*KUTIPAN TEKS*.
=======

Minggu, 09 Juni 2013

Mengubah Pola Pikir, Mencapai Kebahagiaan Hidup

Oleh: Bhikkhu Uttamo
Adalah merupakan satu hal yang sangat membahagiakan kita semua, bahwa perkembangan agama Buddha di Indonesia akhir – akhir ini sangatlah pesat. Hal ini dapat dilihat dari semakin banyaknya vihara yang dibangun lengkap dengan segala sarana pendukungnya, semakin aktifnya umat Buddha yang datang mengikuti kebaktian rutin maupun temporer dan tentu saja, jumlah para pemuda yang berkeinginan menjadi bhikkhu pun semakin bertambah.
Hanya saja, hendaknya kita jangan merasa terlalu berbahagia pada perkembangan yang bersifat fisik semacam itu. Ada hal yang hendaknya kita renungkan secara lebih mendalam yaitu sudahkah kemajuan fisik ini dibarengi dengan kemajuan yang bersifat batin juga? Karena sesungguhnya faktor terpenting dalam Buddha Dhamma adalah bagaimana seseorang dapat merasakan manfaat Dhamma dalam kehidupannya setelah ia melaksanakan Ajaran Sang Buddha tersebut dalam kehidupan sehari-hari.

Permasalahannya sekarang adalah Dhamma manakah yang dapat dengan mudah dipraktekkan untuk para pemula. Pertanyaan ini muncul karena telah sedemikian banyak buku Dhamma yang dicetak dan disebarluaskan, sudah sedemikian banyak kaset ceramah yang didengarkan, serta masih banyak sarana pembabaran Dhamma yang relatif dapat dengan mudah dijumpai dalam masyarakat, tetapi kesemuanya itu seakan berdiri sendiri – sendiri tidak membentuk urutan tahap kerangka berpikir yang bisa dijadikan pedoman pelaksanaan Buddha Dhamma dalam kehidupan sehari-hari.

=======

*DATA YANG DITAMPILKAN*.
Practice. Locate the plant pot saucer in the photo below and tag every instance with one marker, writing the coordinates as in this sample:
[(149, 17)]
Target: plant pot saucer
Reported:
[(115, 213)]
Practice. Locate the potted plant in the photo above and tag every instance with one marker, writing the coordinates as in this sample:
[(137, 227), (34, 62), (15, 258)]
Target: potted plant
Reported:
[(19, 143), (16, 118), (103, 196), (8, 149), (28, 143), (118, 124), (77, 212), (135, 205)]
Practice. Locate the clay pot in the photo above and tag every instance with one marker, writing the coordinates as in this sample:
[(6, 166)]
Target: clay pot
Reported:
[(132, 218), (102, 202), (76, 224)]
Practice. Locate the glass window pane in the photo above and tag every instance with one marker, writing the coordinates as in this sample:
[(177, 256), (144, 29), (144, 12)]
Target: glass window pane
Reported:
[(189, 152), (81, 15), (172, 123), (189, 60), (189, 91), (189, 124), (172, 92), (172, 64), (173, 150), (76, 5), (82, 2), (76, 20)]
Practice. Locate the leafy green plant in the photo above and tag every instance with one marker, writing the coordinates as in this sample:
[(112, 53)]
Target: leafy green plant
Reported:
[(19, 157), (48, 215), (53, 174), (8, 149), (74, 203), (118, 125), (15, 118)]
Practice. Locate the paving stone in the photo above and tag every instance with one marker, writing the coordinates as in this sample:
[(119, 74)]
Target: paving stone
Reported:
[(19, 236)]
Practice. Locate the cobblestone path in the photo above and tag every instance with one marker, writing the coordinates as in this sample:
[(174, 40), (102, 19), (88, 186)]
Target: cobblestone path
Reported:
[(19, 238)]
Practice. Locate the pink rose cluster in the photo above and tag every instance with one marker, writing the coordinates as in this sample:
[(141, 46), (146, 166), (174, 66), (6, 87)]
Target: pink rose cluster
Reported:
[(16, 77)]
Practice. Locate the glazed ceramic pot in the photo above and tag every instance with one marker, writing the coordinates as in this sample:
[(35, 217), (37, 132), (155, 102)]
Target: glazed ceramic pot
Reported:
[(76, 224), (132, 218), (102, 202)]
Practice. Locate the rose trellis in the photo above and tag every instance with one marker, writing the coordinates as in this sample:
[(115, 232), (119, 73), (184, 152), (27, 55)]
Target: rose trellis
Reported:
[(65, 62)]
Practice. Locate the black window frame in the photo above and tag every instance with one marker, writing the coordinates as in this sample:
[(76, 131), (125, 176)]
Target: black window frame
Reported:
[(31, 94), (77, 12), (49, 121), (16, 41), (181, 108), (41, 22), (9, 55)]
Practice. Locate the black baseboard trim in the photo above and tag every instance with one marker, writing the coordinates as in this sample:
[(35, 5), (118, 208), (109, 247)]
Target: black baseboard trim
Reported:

=======

*TUGAS LATIHAN*.
• a. Mengapa teks tentang mengubah pola pikir menganjurkan agar kita tidak terlalu berbahagia atas perkembangan agama Buddha yang bersifat fisik? Jelaskan dalam satu sampai tiga kalimat.
• b. Sambunglah teks tentang mengubah pola pikir dari kalimat terakhir yang tercantum.
Entri-entri tersebut merupakan bahan yang berdiri sendiri dan terpisah dari teks tentang mengubah pola pikir.

*HASIL LATIHAN*.
• a. Perkembangan fisik itu perlu dibarengi dengan kemajuan batin. Menurut teks tersebut, faktor terpenting dalam Buddha Dhamma adalah bagaimana seseorang dapat merasakan manfaat Dhamma dalam hidupnya setelah menjalankan Ajaran Sang Buddha dalam kehidupan sehari-hari.

• b.
Melihat kenyataan dalam masyarakat itulah, maka naskah ringkas ini disusun. Diharapkan, dengan membaca naskah ini seseorang akan memperoleh, paling tidak, suatu alternatif pedoman untuk melaksanakan Buddha Dhamma dalam kehidupan sehari-hari.
Sesungguhnya, untuk mengawali pelaksanaan Dhamma dalam kehidupan sehari-hari seseorang tidaklah membutuhkan teori dan pengetahuan Dhamma yang banyak serta berbelit-belit. Seseorang dapat memulainya dengan membaca Sigalovada Sutta. Disebutkan dalam sutta ini, Sang Buddha ketika berada di Rajagaha membabarkan tentang timbal balik tugas dan kewajiban berbagai unsur masyarakat kepada seorang pemuda bernama Sigala. Bentuk hubungan timbal balik tugas dan kewajiban ini dilambangkan dengan arah mata angin, yaitu:
  1. Anak terhadap orangtua seperti arah Timur,
  2. Murid terhadap para guru seperti arah Selatan,
  3. Suami terhadap isteri seperti arah Barat,
  4. Sahabat terhadap kawan-kawan seperti arah Utara,
  5. Pimpinan terhadap para karyawan-karyawan seperti arah bawah, dan
  6. Umat terhadap para guru agama serta brahmana seperti arah atas.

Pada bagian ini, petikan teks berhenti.